* **文档段落**
········

[LeetCode] 把一个单词变形成为另一个单词,每次变形只改变一个单词 word ladder

给定两个相等长度的单词,写一个算法,把一个单词变形成为另一个单词,每次变形只改变一个单词。此过程中得到的每个单词必须是字典里存在的单词。

EXAMPLE
Input: DAMP, LIKE
Output: DAMP -> LAMP -> LIMP -> LIME -> LIKE

思路:

这其实就是广度优先遍历。遍历过程中,我们需要记录路径,在找到目标单词后,根据记录的路径打印出变形过程。

    int ladderLength(string start, string end, unordered_set<string> &dict) 
    {// The driver function
        map<string, vector<string>> graph; // The graph
        
        // Build the graph according to the method given in:
        //     http://yucoding.blogspot.com/2013/08/leetcode-question-127-word-ladder.html
        for(unordered_set<string>::iterator it = dict.begin(); it!=dict.end(); it++)
        {
	       graph[*it] = findDict(*it, dict); // find out the neighbors of *it
        }
        
        // Do breadth first traversal
        return BFT(start, end, graph);
        
    }
    
    int BFT(string start, string end, map<string, vector<string>>& graph)

········

* **练习任务**
- A) 把上面的单词变形文档从头到尾原样完整写出。
- B) 数一数下面的条目里有多少行含有字符串“white”,只回答这个数字。
上面的单词变形文档与下面的条目彼此独立,互不相关。

* **输入条目**
········

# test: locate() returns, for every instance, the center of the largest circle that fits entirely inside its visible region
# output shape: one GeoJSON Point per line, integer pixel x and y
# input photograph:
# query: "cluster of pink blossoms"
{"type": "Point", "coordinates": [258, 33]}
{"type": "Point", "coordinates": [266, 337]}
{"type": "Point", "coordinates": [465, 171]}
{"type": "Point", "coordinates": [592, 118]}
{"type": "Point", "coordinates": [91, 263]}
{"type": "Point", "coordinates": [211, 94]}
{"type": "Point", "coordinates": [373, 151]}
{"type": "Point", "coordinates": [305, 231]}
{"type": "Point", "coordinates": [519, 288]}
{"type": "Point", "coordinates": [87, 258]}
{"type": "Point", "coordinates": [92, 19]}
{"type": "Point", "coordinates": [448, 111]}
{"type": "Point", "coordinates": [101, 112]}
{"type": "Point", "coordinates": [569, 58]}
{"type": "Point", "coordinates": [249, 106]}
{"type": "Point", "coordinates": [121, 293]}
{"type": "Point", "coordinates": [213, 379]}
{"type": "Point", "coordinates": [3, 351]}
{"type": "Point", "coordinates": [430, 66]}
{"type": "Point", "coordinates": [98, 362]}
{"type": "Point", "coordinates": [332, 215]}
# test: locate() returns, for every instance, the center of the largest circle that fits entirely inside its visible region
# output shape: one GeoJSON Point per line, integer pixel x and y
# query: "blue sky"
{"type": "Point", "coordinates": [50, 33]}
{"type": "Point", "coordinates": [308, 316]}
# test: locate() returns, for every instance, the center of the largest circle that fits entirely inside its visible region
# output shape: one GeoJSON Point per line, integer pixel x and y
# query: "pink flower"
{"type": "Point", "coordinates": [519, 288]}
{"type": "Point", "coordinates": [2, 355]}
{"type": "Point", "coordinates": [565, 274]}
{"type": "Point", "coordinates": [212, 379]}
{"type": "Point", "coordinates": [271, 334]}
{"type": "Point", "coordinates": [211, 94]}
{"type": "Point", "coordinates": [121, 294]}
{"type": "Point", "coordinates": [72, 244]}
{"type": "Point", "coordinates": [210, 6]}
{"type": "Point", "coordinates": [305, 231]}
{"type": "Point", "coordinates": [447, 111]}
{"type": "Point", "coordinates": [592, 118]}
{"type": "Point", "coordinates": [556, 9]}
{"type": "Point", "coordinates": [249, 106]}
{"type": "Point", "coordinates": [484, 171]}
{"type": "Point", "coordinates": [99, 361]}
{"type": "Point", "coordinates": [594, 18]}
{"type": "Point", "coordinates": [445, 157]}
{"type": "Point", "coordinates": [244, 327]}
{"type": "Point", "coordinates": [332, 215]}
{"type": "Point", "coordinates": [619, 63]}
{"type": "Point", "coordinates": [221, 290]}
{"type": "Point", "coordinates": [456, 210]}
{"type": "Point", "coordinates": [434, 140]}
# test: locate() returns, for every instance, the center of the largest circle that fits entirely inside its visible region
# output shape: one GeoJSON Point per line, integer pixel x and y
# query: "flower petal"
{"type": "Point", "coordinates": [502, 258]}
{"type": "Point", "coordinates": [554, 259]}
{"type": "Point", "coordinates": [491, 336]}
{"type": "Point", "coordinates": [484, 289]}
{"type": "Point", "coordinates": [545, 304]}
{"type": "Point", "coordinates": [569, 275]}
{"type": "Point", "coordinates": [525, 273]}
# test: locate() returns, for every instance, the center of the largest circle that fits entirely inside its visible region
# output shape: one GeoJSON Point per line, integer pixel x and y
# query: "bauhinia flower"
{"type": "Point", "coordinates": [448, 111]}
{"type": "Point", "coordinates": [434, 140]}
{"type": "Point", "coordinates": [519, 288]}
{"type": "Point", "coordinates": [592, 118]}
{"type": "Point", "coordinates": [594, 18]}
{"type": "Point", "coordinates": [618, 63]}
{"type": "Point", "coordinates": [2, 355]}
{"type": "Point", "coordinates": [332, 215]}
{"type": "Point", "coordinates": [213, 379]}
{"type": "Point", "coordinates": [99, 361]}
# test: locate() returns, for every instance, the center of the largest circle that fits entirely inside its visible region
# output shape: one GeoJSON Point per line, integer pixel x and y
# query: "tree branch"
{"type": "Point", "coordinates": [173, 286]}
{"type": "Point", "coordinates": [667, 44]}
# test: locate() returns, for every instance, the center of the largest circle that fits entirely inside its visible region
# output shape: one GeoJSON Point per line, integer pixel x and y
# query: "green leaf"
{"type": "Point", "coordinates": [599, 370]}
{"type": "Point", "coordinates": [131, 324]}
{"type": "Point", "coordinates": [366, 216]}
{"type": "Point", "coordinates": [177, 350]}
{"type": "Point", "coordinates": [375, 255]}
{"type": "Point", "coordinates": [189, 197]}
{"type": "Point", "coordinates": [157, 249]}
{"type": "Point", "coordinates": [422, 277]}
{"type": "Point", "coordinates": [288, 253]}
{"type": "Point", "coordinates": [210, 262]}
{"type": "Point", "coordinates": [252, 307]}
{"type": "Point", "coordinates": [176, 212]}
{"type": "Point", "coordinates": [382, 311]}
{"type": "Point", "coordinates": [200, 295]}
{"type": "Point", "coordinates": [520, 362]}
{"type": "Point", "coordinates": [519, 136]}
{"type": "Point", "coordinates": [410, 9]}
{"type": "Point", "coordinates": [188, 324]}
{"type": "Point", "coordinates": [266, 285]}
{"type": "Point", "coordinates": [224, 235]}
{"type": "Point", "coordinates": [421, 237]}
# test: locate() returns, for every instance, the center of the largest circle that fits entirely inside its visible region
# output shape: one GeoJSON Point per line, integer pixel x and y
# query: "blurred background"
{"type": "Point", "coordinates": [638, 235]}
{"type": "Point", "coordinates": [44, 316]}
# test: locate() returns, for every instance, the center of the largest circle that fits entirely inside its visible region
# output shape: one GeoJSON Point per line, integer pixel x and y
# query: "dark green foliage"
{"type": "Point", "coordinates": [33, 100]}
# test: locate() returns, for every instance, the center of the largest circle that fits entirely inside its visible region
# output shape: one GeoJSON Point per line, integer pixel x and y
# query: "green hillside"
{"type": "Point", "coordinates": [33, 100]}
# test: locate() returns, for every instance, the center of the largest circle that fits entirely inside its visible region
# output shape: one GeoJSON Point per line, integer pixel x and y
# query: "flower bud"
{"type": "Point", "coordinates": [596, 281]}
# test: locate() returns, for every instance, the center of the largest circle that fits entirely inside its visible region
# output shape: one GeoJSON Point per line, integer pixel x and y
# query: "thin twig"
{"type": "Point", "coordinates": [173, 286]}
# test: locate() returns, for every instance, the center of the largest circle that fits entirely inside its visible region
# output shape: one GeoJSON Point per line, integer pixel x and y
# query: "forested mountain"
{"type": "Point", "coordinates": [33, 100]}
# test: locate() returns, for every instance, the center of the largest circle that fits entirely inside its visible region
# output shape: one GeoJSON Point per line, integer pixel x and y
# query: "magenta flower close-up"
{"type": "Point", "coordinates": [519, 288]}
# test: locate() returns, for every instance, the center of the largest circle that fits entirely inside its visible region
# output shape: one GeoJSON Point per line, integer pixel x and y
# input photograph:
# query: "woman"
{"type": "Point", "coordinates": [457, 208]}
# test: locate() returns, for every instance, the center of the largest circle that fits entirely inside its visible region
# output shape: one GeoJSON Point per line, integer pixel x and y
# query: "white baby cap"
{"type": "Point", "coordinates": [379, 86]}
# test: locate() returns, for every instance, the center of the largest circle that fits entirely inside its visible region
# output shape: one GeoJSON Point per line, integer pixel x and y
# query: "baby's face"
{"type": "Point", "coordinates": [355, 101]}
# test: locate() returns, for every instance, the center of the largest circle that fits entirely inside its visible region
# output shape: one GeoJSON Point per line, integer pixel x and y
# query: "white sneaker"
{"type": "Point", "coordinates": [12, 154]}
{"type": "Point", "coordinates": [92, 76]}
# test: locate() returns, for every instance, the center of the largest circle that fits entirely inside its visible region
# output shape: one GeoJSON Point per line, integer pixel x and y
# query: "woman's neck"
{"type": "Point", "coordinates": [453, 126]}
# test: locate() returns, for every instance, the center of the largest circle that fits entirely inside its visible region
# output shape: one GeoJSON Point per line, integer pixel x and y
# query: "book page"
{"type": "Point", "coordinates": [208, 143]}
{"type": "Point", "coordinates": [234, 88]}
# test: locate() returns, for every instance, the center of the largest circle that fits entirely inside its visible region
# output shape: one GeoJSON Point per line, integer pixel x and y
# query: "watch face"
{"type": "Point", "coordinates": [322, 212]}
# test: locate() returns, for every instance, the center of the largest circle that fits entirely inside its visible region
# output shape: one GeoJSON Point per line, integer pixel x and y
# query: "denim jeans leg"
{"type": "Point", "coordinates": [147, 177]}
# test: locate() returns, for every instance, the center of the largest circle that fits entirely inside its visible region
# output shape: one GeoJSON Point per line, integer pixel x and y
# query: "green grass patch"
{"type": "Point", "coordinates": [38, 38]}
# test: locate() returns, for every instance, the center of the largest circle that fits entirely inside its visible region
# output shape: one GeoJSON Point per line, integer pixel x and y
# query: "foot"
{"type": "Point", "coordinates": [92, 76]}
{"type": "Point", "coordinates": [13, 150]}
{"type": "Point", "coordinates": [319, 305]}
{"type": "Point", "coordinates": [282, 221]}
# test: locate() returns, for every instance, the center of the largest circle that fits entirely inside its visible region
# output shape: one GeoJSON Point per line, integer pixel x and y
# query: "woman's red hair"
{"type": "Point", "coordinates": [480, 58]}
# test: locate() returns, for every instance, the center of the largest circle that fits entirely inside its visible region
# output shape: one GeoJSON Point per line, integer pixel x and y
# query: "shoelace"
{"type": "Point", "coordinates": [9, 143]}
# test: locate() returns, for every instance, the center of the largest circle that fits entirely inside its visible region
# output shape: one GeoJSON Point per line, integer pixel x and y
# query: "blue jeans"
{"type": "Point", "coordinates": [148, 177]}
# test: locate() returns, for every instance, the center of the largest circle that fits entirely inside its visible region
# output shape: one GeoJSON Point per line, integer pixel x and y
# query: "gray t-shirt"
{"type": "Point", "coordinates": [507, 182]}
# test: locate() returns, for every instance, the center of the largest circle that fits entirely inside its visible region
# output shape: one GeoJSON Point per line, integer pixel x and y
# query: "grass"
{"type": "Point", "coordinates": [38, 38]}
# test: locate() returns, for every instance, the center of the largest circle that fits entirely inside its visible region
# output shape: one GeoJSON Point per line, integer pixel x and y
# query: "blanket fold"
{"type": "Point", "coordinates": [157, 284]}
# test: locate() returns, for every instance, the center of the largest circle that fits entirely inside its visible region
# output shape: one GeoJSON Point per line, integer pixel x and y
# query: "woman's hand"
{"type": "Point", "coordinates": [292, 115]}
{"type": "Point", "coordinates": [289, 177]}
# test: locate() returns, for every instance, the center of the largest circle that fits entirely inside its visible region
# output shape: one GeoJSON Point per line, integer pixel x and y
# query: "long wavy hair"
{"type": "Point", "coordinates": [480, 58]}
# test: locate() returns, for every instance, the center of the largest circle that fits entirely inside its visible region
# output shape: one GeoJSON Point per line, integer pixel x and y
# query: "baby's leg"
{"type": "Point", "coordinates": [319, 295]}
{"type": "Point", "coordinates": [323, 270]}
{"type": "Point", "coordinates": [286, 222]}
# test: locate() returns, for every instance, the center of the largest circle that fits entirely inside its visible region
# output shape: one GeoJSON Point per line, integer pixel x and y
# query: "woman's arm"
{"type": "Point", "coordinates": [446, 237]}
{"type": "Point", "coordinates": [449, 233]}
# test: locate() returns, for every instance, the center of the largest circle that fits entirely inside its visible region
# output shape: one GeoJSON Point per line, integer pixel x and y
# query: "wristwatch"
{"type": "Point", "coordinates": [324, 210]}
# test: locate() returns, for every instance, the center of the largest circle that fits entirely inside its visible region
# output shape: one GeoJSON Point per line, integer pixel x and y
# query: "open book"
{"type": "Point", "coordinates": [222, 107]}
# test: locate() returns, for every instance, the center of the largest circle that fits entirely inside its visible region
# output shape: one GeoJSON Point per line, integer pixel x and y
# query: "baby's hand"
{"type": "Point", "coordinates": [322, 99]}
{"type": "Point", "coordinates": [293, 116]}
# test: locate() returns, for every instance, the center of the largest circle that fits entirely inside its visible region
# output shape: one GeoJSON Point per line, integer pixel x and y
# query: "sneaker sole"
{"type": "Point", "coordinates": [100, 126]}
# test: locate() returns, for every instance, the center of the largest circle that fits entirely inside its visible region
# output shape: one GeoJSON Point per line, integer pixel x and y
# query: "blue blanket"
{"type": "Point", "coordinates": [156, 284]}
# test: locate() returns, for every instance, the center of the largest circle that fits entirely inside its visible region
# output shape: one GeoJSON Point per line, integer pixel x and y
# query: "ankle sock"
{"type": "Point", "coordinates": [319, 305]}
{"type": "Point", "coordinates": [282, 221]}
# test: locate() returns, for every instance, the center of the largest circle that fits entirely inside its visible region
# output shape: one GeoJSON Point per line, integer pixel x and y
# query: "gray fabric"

········

* **参考答案**
- A)
[LeetCode] 把一个单词变形成为另一个单词,每次变形只改变一个单词 word ladder

给定两个相等长度的单词,写一个算法,把一个单词变形成为另一个单词,每次变形只改变一个单词。此过程中得到的每个单词必须是字典里存在的单词。

EXAMPLE
Input: DAMP, LIKE
Output: DAMP -> LAMP -> LIMP -> LIME -> LIKE

思路:

这其实就是广度优先遍历。遍历过程中,我们需要记录路径,在找到目标单词后,根据记录的路径打印出变形过程。

    int ladderLength(string start, string end, unordered_set<string> &dict) 
    {// The driver function
        map<string, vector<string>> graph; // The graph
        
        // Build the graph according to the method given in:
        //     http://yucoding.blogspot.com/2013/08/leetcode-question-127-word-ladder.html
        for(unordered_set<string>::iterator it = dict.begin(); it!=dict.end(); it++)
        {
	       graph[*it] = findDict(*it, dict); // find out the neighbors of *it
        }
        
        // Do breadth first traversal
        return BFT(start, end, graph);
        
    }
    
    int BFT(string start, string end, map<string, vector<string>>& graph)

- B) 2